WHAT THE EXERCISE ASKS>
Copy out exactly every line from the line containing "[segment] tree canopy" until the records below end, inclusive of both boundary lines.

··· SOURCE DATA

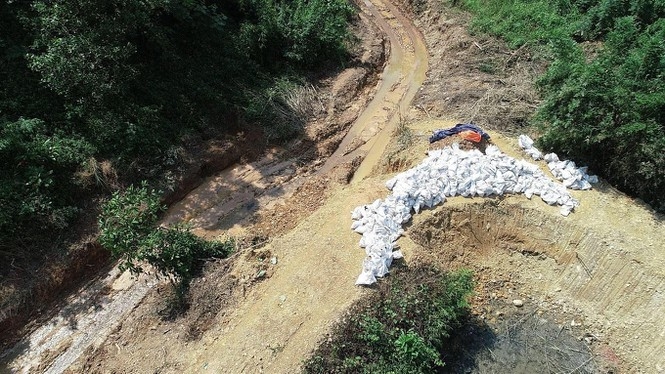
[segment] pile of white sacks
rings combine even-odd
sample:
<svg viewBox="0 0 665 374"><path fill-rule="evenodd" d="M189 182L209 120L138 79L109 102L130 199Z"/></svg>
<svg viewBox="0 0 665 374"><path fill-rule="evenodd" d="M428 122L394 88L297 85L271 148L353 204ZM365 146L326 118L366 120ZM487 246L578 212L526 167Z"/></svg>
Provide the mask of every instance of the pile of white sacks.
<svg viewBox="0 0 665 374"><path fill-rule="evenodd" d="M598 183L598 177L587 174L587 167L578 168L573 161L561 161L556 153L548 153L543 156L536 147L533 146L533 140L526 135L520 135L519 145L531 158L547 162L552 175L563 185L573 190L589 190L592 183Z"/></svg>
<svg viewBox="0 0 665 374"><path fill-rule="evenodd" d="M351 215L351 228L362 234L360 247L367 257L356 284L368 285L388 273L393 259L402 253L395 241L404 233L402 224L411 212L433 207L452 196L538 195L550 205L557 204L564 216L579 205L566 187L547 177L536 165L503 154L496 146L463 151L457 144L429 151L428 157L413 169L386 182L392 194L372 204L359 206Z"/></svg>

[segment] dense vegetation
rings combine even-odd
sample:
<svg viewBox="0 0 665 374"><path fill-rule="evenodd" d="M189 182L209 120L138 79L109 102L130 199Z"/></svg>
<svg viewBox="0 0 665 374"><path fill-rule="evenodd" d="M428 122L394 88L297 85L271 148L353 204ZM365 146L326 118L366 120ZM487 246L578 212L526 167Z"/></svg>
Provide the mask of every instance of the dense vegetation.
<svg viewBox="0 0 665 374"><path fill-rule="evenodd" d="M352 14L347 0L0 2L2 262L42 256L86 196L161 178L184 137L270 118L275 82L344 59Z"/></svg>
<svg viewBox="0 0 665 374"><path fill-rule="evenodd" d="M551 60L541 145L665 212L665 1L463 3L476 29Z"/></svg>
<svg viewBox="0 0 665 374"><path fill-rule="evenodd" d="M449 352L446 339L468 313L472 290L468 271L397 271L351 309L305 362L304 372L436 372Z"/></svg>

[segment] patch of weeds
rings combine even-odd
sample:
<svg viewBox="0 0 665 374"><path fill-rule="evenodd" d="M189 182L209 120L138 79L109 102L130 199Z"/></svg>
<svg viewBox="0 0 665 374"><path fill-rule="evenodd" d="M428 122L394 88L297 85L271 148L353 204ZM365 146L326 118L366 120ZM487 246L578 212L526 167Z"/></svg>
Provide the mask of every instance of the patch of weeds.
<svg viewBox="0 0 665 374"><path fill-rule="evenodd" d="M560 11L556 2L536 1L454 1L474 13L472 27L480 32L499 35L511 48L524 44L545 46L552 40L566 38L580 29L576 9Z"/></svg>
<svg viewBox="0 0 665 374"><path fill-rule="evenodd" d="M304 364L305 373L431 373L464 316L472 276L417 267L382 280Z"/></svg>
<svg viewBox="0 0 665 374"><path fill-rule="evenodd" d="M393 131L392 137L394 145L390 147L390 151L386 157L386 171L388 173L406 170L411 166L410 160L402 152L411 147L415 142L413 130L406 125L401 117L397 127Z"/></svg>
<svg viewBox="0 0 665 374"><path fill-rule="evenodd" d="M492 62L483 61L478 65L478 70L486 74L495 74L498 69Z"/></svg>
<svg viewBox="0 0 665 374"><path fill-rule="evenodd" d="M413 144L413 130L411 130L411 128L401 119L399 124L397 124L397 128L395 128L393 137L396 139L398 146L395 153L401 152Z"/></svg>
<svg viewBox="0 0 665 374"><path fill-rule="evenodd" d="M260 123L270 141L288 141L302 133L310 119L325 112L324 99L312 84L298 78L276 79L263 90L246 93L246 115Z"/></svg>

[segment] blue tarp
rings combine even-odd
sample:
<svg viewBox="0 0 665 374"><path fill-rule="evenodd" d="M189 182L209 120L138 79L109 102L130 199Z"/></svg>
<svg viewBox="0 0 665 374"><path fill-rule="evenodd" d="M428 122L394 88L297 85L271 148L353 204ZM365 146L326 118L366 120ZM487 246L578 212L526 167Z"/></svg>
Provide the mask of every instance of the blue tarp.
<svg viewBox="0 0 665 374"><path fill-rule="evenodd" d="M455 134L459 134L462 131L469 131L469 130L477 132L485 140L490 140L489 134L483 131L483 129L481 129L480 127L469 123L458 123L457 125L455 125L455 127L451 127L449 129L434 130L432 132L432 136L430 136L429 138L429 142L434 143L435 141L441 140L448 136L452 136Z"/></svg>

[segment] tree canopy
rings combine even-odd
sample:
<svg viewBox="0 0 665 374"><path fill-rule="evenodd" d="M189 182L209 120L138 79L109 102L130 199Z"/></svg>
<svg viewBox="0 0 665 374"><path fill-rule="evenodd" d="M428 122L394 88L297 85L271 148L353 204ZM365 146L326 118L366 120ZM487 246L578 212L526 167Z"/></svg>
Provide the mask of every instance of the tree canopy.
<svg viewBox="0 0 665 374"><path fill-rule="evenodd" d="M464 3L476 28L550 60L541 145L665 212L665 1Z"/></svg>
<svg viewBox="0 0 665 374"><path fill-rule="evenodd" d="M83 196L108 193L81 178L102 163L121 180L164 163L280 76L343 61L353 13L347 0L1 2L0 256L32 256Z"/></svg>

······

RESULT>
[segment] tree canopy
rings combine even-odd
sample:
<svg viewBox="0 0 665 374"><path fill-rule="evenodd" d="M189 182L209 120L138 79L109 102L130 199Z"/></svg>
<svg viewBox="0 0 665 374"><path fill-rule="evenodd" d="M428 122L394 88L297 85L271 148L353 204ZM365 146L326 118L366 120ZM487 246L578 212L526 167Z"/></svg>
Provide the mask of every instance of the tree canopy.
<svg viewBox="0 0 665 374"><path fill-rule="evenodd" d="M464 3L476 28L550 60L541 145L665 212L665 1Z"/></svg>
<svg viewBox="0 0 665 374"><path fill-rule="evenodd" d="M83 196L108 193L81 178L102 163L121 180L164 163L280 76L343 61L353 13L347 0L1 2L0 256L32 256Z"/></svg>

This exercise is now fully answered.